What to work on:
The line that holds "Target: lederhosen" marks the start. Return it and each following line through the end of the data, unchanged.

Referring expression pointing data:
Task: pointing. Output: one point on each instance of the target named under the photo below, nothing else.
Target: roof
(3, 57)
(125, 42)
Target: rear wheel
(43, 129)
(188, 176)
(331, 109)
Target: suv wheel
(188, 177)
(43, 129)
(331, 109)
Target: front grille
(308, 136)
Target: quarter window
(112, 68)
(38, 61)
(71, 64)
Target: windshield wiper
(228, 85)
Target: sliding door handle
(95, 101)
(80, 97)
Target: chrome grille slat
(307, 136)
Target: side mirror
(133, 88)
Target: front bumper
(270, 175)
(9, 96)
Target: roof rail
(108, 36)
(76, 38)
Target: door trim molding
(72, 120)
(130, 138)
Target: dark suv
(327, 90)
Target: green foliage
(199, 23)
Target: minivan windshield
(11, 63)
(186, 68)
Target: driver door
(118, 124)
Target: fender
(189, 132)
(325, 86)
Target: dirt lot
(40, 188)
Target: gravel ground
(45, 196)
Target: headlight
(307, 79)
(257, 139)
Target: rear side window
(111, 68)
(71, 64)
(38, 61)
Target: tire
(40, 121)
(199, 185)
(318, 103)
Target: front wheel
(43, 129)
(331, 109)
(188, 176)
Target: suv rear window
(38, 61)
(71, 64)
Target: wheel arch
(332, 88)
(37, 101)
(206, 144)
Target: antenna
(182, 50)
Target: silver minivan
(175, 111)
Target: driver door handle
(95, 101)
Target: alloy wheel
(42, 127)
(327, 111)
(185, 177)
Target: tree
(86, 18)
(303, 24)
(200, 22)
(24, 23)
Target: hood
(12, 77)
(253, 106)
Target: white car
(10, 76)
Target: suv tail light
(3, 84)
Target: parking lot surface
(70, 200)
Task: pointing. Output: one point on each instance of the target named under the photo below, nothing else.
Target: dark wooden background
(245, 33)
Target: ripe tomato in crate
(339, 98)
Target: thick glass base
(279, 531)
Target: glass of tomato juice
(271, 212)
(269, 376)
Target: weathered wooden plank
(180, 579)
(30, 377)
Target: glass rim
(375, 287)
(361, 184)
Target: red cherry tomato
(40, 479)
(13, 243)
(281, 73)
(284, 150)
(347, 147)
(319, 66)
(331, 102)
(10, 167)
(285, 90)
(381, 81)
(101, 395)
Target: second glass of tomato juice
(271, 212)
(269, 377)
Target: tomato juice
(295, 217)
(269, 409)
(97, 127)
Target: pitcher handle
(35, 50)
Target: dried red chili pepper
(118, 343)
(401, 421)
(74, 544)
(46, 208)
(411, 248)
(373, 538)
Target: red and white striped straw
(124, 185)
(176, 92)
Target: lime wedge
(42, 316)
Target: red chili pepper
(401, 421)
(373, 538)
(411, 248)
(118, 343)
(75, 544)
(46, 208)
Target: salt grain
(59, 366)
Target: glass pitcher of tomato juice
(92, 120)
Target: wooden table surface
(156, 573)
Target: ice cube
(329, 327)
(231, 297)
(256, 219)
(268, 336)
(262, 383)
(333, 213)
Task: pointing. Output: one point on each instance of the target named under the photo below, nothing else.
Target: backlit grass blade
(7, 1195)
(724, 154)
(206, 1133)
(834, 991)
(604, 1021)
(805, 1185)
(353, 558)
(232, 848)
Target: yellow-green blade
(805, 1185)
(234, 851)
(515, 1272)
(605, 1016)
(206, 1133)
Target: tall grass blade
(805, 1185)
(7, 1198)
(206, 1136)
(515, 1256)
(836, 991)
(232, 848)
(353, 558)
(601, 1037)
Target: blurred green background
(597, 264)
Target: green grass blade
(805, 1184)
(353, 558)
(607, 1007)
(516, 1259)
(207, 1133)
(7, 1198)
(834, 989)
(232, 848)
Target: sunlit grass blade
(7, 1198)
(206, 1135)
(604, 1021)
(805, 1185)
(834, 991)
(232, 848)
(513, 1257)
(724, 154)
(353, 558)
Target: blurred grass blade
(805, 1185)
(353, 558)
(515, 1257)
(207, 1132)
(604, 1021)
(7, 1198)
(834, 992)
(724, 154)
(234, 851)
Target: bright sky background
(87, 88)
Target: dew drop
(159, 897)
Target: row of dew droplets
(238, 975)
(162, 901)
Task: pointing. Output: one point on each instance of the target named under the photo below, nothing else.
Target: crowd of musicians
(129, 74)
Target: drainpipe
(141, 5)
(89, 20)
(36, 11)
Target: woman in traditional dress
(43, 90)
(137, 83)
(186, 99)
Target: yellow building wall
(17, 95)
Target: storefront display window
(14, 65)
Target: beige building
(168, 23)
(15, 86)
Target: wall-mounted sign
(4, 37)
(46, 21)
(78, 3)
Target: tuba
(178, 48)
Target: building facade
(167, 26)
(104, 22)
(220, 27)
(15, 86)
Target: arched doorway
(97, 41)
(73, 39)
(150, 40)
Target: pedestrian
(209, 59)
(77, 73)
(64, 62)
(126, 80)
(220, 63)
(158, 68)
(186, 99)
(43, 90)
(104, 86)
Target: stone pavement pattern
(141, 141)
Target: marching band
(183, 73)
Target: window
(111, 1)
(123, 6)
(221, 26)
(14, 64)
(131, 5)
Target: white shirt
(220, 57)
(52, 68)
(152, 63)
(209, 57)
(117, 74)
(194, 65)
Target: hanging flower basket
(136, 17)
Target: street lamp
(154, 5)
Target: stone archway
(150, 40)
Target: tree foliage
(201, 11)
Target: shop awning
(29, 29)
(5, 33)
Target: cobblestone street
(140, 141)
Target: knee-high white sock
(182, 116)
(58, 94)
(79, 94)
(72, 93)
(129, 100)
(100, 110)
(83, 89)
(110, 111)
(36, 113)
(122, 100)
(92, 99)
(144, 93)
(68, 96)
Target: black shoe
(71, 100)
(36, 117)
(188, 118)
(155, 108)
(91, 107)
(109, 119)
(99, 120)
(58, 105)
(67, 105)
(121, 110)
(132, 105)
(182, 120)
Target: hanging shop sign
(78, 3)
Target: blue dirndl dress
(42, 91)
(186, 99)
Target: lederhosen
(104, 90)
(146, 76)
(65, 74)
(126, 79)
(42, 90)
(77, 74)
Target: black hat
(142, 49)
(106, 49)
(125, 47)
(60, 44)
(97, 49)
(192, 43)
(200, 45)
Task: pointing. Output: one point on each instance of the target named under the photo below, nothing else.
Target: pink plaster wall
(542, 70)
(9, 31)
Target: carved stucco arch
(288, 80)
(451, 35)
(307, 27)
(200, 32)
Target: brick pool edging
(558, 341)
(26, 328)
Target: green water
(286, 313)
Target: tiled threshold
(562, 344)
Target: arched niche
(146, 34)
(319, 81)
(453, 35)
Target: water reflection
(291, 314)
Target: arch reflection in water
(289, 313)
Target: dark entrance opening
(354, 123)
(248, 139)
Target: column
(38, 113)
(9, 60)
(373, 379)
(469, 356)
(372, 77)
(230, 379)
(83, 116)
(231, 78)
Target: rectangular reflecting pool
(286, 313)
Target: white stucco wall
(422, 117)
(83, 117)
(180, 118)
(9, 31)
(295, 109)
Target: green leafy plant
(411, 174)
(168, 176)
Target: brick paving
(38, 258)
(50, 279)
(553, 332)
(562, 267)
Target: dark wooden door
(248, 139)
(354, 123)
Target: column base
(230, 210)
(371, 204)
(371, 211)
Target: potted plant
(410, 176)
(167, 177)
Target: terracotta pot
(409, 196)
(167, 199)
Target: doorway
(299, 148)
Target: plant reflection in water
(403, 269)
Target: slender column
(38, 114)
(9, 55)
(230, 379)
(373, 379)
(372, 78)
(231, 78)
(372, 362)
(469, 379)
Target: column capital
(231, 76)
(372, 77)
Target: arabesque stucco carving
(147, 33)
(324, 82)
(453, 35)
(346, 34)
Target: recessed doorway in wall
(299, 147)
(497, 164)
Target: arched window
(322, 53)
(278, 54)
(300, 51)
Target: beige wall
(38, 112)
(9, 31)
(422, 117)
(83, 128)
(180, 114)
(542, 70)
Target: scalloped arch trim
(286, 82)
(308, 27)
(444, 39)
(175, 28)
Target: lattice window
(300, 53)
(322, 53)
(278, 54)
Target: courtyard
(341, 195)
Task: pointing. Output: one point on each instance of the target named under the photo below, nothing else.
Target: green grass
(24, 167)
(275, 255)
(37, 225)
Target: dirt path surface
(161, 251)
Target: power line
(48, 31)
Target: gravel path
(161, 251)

Output for this task:
Target: lederhosen
(104, 90)
(146, 76)
(65, 74)
(126, 79)
(42, 90)
(77, 74)
Target: black hat
(142, 49)
(106, 49)
(125, 47)
(60, 44)
(97, 49)
(192, 43)
(200, 45)
Task: pointing. Output: one point on each instance of the target named under the photo below, nothing else.
Target: pink plaster wall
(542, 70)
(9, 31)
Target: carved stucco arch
(288, 80)
(451, 35)
(307, 27)
(200, 32)
Target: brick pool edging
(558, 341)
(26, 328)
Target: green water
(286, 313)
Target: tiled threshold
(562, 344)
Target: arched niche
(146, 34)
(319, 81)
(453, 35)
Target: water reflection
(291, 314)
Target: arch reflection in water
(289, 313)
Target: dark entrance opening
(354, 123)
(248, 139)
Target: column
(38, 113)
(9, 60)
(373, 379)
(469, 356)
(372, 77)
(230, 379)
(83, 116)
(231, 78)
Target: rectangular reflecting pool
(286, 313)
Target: white stucco wall
(422, 117)
(83, 117)
(180, 118)
(9, 31)
(295, 109)
Target: green leafy plant
(411, 174)
(168, 176)
Target: brick paving
(38, 258)
(50, 279)
(553, 332)
(562, 267)
Target: dark wooden door
(248, 139)
(354, 123)
Target: column base
(230, 210)
(371, 204)
(371, 211)
Target: potted plant
(410, 176)
(167, 177)
Target: terracotta pot
(409, 196)
(167, 199)
Target: doorway
(299, 148)
Target: plant reflection in water
(403, 269)
Target: slender column
(38, 114)
(9, 55)
(230, 379)
(373, 379)
(372, 78)
(231, 78)
(372, 362)
(469, 379)
Target: column capital
(231, 76)
(372, 77)
Target: arabesque stucco carving
(147, 33)
(324, 82)
(453, 35)
(346, 34)
Target: recessed doorway in wall
(299, 147)
(497, 164)
Target: arched window
(322, 53)
(278, 54)
(300, 51)
Target: beige wall
(38, 112)
(9, 31)
(422, 117)
(83, 128)
(180, 114)
(542, 70)
Target: scalloped arch trim
(286, 82)
(308, 27)
(444, 39)
(175, 28)
Target: lattice window
(300, 53)
(322, 53)
(278, 54)
Target: courtyard
(341, 195)
Task: pointing. Output: one point on each instance of the target named under the photo below, nothing else.
Target: green grass
(24, 167)
(275, 255)
(37, 225)
Target: dirt path surface
(161, 251)
Target: power line
(48, 31)
Target: gravel path
(161, 251)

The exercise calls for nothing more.